# Given task
Copy each of the following entries word for word, keeping every line as it stands.

━━━

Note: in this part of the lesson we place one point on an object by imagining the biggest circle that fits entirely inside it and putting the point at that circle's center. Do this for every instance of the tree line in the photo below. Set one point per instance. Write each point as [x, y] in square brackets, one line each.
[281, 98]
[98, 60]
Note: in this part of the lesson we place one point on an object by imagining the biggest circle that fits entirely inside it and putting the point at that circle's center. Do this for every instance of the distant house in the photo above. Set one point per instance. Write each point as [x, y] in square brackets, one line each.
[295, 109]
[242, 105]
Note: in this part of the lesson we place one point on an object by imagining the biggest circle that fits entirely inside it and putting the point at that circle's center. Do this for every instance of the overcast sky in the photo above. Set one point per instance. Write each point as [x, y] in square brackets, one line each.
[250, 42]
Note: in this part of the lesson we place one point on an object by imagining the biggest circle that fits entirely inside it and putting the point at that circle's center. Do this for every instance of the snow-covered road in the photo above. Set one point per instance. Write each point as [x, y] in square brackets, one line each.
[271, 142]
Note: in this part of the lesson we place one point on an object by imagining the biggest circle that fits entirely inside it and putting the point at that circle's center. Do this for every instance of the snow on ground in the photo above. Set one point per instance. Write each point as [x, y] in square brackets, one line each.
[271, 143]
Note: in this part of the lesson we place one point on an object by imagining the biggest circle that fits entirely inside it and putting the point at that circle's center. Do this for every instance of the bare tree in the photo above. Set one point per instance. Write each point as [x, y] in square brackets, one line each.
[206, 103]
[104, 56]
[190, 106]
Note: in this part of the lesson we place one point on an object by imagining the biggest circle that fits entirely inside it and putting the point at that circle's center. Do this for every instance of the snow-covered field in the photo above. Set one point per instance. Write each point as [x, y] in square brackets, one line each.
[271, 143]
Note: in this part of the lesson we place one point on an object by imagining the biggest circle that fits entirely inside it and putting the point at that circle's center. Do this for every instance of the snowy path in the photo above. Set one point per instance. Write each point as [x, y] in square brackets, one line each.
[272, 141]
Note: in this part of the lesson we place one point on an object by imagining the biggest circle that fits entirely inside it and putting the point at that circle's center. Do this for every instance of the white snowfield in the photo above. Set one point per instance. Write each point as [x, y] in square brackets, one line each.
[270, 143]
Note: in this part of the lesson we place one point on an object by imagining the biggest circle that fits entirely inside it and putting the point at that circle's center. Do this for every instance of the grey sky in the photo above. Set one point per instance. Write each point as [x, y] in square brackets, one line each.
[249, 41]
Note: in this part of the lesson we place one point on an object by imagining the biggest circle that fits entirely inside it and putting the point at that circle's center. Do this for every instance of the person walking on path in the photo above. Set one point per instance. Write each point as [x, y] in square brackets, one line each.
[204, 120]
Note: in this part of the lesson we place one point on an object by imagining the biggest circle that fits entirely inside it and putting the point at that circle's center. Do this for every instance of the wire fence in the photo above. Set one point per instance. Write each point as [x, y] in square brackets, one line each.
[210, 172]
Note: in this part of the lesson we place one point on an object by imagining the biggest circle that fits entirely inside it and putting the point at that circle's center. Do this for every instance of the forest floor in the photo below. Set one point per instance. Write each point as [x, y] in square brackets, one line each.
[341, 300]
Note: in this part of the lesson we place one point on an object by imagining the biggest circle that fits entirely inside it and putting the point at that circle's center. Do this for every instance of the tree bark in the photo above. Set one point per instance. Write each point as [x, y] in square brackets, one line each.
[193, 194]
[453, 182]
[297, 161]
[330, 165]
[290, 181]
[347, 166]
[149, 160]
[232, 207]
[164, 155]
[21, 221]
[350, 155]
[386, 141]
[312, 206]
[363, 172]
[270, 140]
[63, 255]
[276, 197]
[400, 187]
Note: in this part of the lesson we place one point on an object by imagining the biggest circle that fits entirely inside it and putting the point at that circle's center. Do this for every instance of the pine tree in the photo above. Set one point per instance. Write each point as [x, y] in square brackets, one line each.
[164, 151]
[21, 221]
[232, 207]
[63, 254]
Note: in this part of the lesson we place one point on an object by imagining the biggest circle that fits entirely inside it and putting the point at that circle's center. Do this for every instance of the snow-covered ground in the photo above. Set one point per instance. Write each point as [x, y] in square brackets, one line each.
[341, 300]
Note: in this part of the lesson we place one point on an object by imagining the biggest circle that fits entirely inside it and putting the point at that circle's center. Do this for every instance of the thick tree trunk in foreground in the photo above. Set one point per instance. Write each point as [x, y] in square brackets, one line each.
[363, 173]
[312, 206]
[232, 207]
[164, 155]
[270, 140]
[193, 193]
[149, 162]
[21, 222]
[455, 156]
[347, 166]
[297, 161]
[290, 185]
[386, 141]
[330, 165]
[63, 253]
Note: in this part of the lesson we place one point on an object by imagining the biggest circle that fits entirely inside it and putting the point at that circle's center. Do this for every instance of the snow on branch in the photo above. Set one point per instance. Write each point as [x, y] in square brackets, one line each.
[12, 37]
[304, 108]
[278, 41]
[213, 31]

━━━

# Final result
Note: in this part of the lesson we place one point on an object by imagining the biggest circle that fits entirely inside it and putting the point at that circle's center. Do this for every instance of the tree line in the photo below. Set one point per instance. Write each point as [x, y] in square brackets, one line each.
[281, 98]
[98, 60]
Note: in this part of the lesson we place one point on an object by imagining the biggest circle that fits entirely inside it and putting the point at that circle's center. Do this for every instance of the distant house in the photo above. Set one point per instance. Write each point as [x, y] in square brackets, one line each.
[295, 109]
[242, 105]
Note: in this part of the lesson we place one point on an object by imagining the biggest circle that fits entirely inside it and putting the point at that circle's center. Do this for every instance of the overcast sky in the photo above. Set one point per instance. Write each point as [x, y] in square brackets, one line each.
[250, 42]
Note: in this part of the lesson we place one point on an object by imagining the biggest circle that fits entirely inside it and putting the point at that circle's center. Do this for every instance of the snow-covered road in the photo above. Set one point per instance. Write each point as [x, y] in square brackets, one line each.
[271, 142]
Note: in this part of the lesson we place one point on an object by imagining the biggest circle that fits entirely inside it and putting the point at that circle's center. Do this for every instance of the snow on ground in the photo above. Set one point per instance. Write each point as [x, y] in square brackets, one line each.
[271, 143]
Note: in this part of the lesson we place one point on an object by imagining the biggest circle that fits entirely inside it and putting the point at that circle's center. Do this for every instance of the bare tree in the photo above. Set one point per instance. Write each point as [x, y] in square brackets, one line each.
[206, 103]
[104, 56]
[190, 106]
Note: in this part of the lesson we place one point on an object by imagining the biggest circle that fits entirely inside it and putting the point at that circle's center. Do this for every instance of the snow-covered field in the photo above. Set one point per instance. Write each point as [x, y] in square brackets, one line each.
[271, 143]
Note: in this part of the lesson we place one point on an object by imagining the biggest circle that fits entirely inside it and putting the point at that circle's center. Do this for every instance of the snowy path in the photo above. Set one point per instance. Write each point as [x, y] in square brackets, one line each.
[272, 141]
Note: in this part of the lesson we place one point on an object by imagining the biggest circle that fits entirely inside it and putting the point at that circle's center. Do this for every instance of the white snowfield in the photo above. Set one point per instance. Write each point as [x, y] in square brackets, one line each.
[270, 143]
Note: in this part of the lesson we place one point on an object by imagining the biggest circle that fits entirely inside it and putting the point at that circle's center. Do this for every instance of the grey sky in the photo above. Set one point per instance. Write each point as [x, y] in square brackets, one line each.
[249, 41]
Note: in this part of the lesson we place one point on an object by imagining the biggest circle that fits entirely inside it and putting the point at that circle's center. Do this for every instance of the person walking on path in the photo above. Set one point per instance. Write each point as [x, y] in square brackets, one line each.
[204, 120]
Note: in this part of the lesson we place one point on an object by imagining the biggest circle that fits entirely inside it and putting the point at that circle's center. Do this for every instance of the wire fence in the photo above. Set one point per instance. Write each point as [x, y] in square brackets, one line each.
[210, 172]
Note: in this part of the lesson we place one point on an object by imagining the biggest circle that fits entirely inside it and putting the point at that circle's center. Do this for every instance of the forest floor in the photo below. Set one point per instance. Write each point as [x, y] in square brackets, one line each.
[341, 300]
Note: in this part of the lesson we place one point on an object by imagining the biggest circle that fits entirely inside it and putting the point at that circle's center. Do this for every instance of the tree bark in the photo above. Set one point per instance. Write each point as [x, y] in square brackets, one line each.
[193, 194]
[453, 182]
[297, 161]
[330, 165]
[290, 181]
[347, 166]
[149, 160]
[232, 207]
[164, 155]
[21, 221]
[350, 155]
[386, 141]
[312, 206]
[363, 172]
[270, 140]
[63, 255]
[276, 197]
[400, 187]
Note: in this part of the lesson we place one point on an object by imagining the biggest circle that fits entirely inside it and putting the point at that circle's center. Do this for every instance of the pine tree in the photo above. Set one point per instance. Write each point as [x, y] in square brackets, one line each.
[164, 151]
[21, 221]
[232, 207]
[63, 254]
Note: in this part of the lesson we place one point on an object by imagining the biggest circle that fits entirely inside it and putting the point at that circle's center. Do this for every instance of the snow-covered ground in the photo above. Set one point per instance. Write each point as [x, y] in square brackets, one line each.
[341, 300]
Note: in this part of the lesson we place one point on an object by imagining the biggest circle that fits entirely inside it and putting the point at that circle's center. Do this for every instance of the thick tree trunk in foreground in the photo above. Set one point per instance. Write each point as [x, y] in square brackets, one line each.
[363, 173]
[312, 206]
[232, 207]
[164, 155]
[270, 140]
[193, 193]
[149, 162]
[21, 222]
[455, 156]
[347, 166]
[297, 161]
[290, 185]
[386, 141]
[330, 165]
[63, 253]
Note: in this part of the lesson we place one point on an object by imagining the biggest circle that fits entirely inside it and putting the point at that circle's center. Do this for every instance of the snow on branch in the photo above. Set one point per instance. Write each point as [x, y] in square brackets, one line each.
[12, 37]
[304, 108]
[278, 41]
[213, 31]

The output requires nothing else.